| Description of the task |
Write every line out verbatim and omit the pictures.

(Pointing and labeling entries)
⁂

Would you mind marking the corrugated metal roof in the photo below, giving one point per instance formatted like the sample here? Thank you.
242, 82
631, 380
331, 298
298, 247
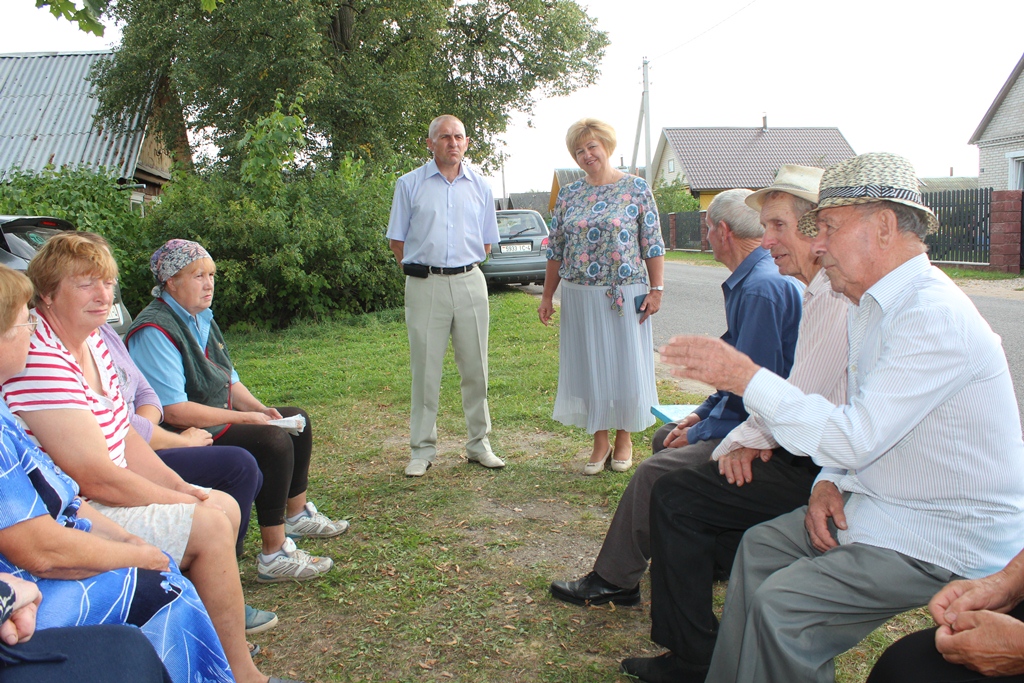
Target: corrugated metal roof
726, 158
943, 183
46, 116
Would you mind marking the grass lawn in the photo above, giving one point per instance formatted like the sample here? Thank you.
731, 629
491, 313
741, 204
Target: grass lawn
445, 578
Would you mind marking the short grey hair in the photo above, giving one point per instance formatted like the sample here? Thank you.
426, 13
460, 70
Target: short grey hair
908, 219
799, 205
741, 219
435, 124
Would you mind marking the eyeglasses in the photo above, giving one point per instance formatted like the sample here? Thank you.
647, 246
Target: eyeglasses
33, 322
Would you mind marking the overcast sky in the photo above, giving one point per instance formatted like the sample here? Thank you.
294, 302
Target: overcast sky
911, 77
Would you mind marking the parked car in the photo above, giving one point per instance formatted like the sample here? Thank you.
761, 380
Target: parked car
23, 236
519, 257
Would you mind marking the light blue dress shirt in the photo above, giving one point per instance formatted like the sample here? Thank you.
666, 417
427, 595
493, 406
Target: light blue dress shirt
161, 361
443, 224
929, 442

⁂

| Completed exercise |
Would you mind marking the corrugated metal roof in the photo below, giving one point per instance formatted like the sample here? Thank you.
242, 82
631, 380
331, 298
298, 247
Target: corrugated metal roof
726, 158
943, 183
46, 116
Would you mind marking the grass lawn in the photo above, giving one point per instance formatted like the sample here? Thank you.
731, 629
491, 313
741, 204
Target: grass lawn
445, 578
Would you mind marking the short grey hair in the photo above, giving one point per instance formatted like the sample here? Thank you.
426, 13
460, 70
Target: short grey hair
908, 219
799, 205
741, 219
435, 124
Would you mind marking the eyeglasses in the photo above, giving one point per instance formatted like the sample here? Thank you.
647, 246
Target: eyeglasses
33, 322
Would you mind marking the overcast sky in the photo above, giving one point per instance formatted like the sample here? Thank you.
294, 302
Target: overcast sky
911, 77
Would you mind marking the parked car in the photo above, giving one point per instance formatted like the sample here? Thank you.
761, 380
Target: parked car
23, 236
519, 257
Would you mind marking the light blue dress shirt in the photo above, giving one point per instance formatted like the sample here? Thank you.
666, 417
427, 595
493, 406
Target: light blue dress shirt
161, 361
443, 224
929, 442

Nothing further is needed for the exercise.